Please name the Rotherham organization that the article below on cuts to UK women's services says is facing imminent closure.

### Text section:
========

The EU Victims Directive comes into force this month. Will it prevent the further decimation of Black and minority ethnic organisations offering specialised services to women facing violence in the UK? 

This is part two of an article addressing the cuts to the women's sector in the UK. Read part one. 

The Istanbul Convention on preventing and combating violence against women and domestic violence, which the UK has so far failed to ratify, obliges member states to adequately fund both general and specialist services. The delay in ratification quite likely arises from the fact that the spending cuts applied so heavily to this sector means that the UK will not be compliant with the Convention. It is important to be clear about what specialist services entail as the gradual de-recognition of the sector represents a tectonic defeat for feminist politics.  ‘Specialist’ is defined as women-only services and within that it includes targeting of specific groups like BME (Black and Minority Ethnic) women and/or specific types of violence like FGM. The importance of women only spaces for women who have faced male violence has been central to feminist activism.

For Dr Liz Kelly, head of CWASU, (Child and Women Abuse Studies, Metropolitan University) the specialist women’s sector simply includes organisations with roots in the particular communities that they serve as that experience shapes the perspectives within which they deliver services. This definition has the advantage of excluding the large, generic, empire-building organisations which attempt to bolster their specialist credentials by employing a BME worker or two. But as Marai Larasi, Director of Imkaan, says there is world of difference between a BME organisation and a BME service. The identification of specific threats to BME women, be it forced marriage or immigration rules which trap them in violent marriages, campaigning around those issues, demanding more resources from government, changing policy and legislation have been initiated by BME led organisations such as Southall Black Sisters, at least where the above two issues are concerned.

Apna Haq protest against the cuts. Photo: Apna Haq

However, local authorities under financial pressure just don’t get this. BME organisations have been falling like dominoes – either closing, facing deep cuts and/or much reduced services. Roshni in Nottingham - closed; Ashiana in Sheffield - lost its domestic violence contract; Saheli in Manchester dealing with 40% cuts to its core funding; Panahghar in Leicester and Coventry also struggling with cuts. The latest BME organisation to be facing imminent closure Apna Haq (Our Right) is based in Rotherham. On 21st November, they organised a march from Trafalgar Square to Downing Street to hand in a petition to protect these services and a report on the State of the Sector produced by Imkaan. According to the report, in the last financial year in London, 733 BME women sought refuge spaces and only 154 were successful. There are over 34 dedicated BME VAWG (Violence Against Women and Girls) services in the UK, of which half are refuge providers.

========

### Data rows:

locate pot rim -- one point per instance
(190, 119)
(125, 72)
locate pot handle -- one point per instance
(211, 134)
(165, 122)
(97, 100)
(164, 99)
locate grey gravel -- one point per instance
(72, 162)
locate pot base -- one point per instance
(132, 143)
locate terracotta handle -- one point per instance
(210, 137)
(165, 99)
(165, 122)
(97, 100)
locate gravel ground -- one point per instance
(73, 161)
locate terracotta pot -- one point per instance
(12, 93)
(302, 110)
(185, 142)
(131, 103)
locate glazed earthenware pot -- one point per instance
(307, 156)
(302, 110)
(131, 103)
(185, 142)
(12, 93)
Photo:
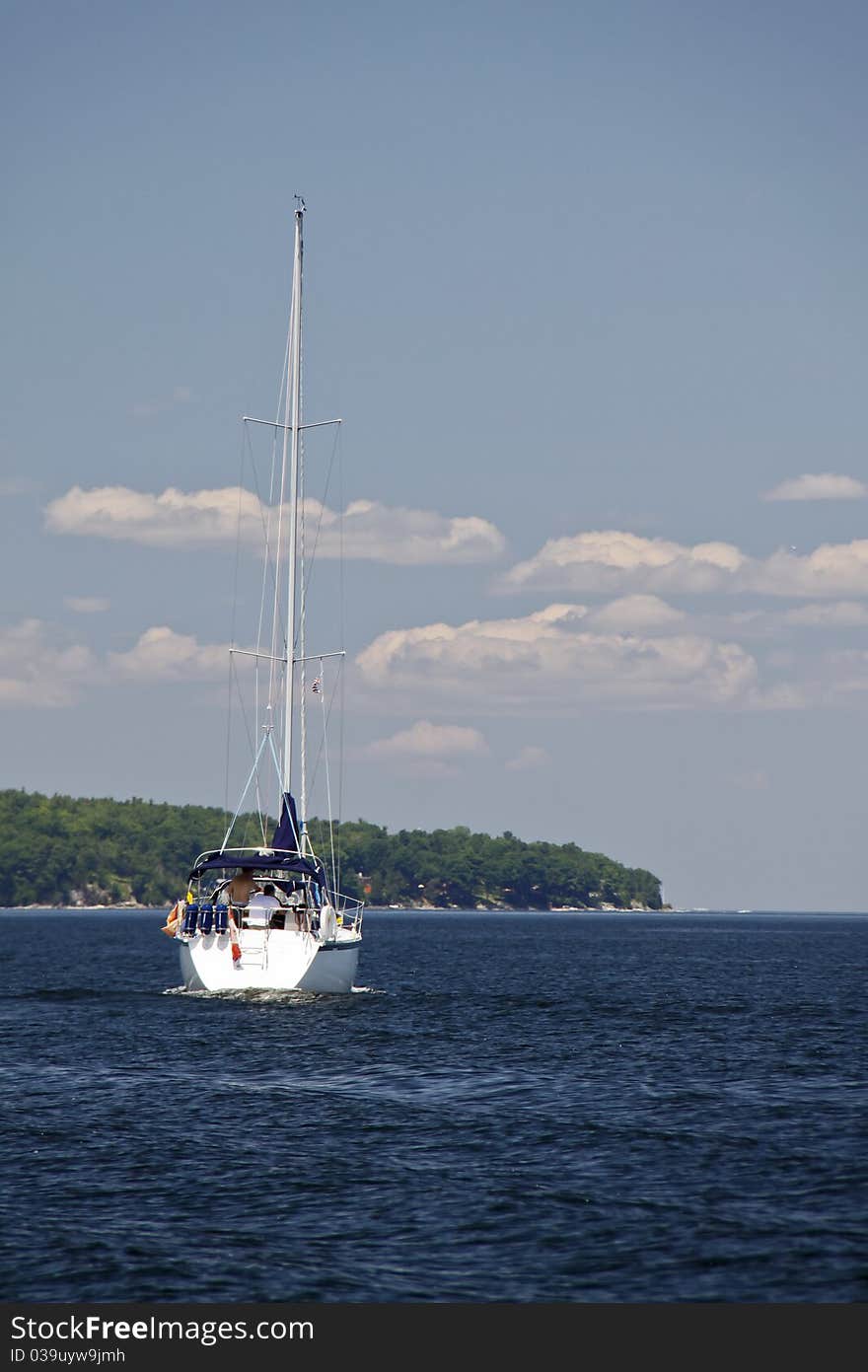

========

### Task result:
Apna Haq (Our Right)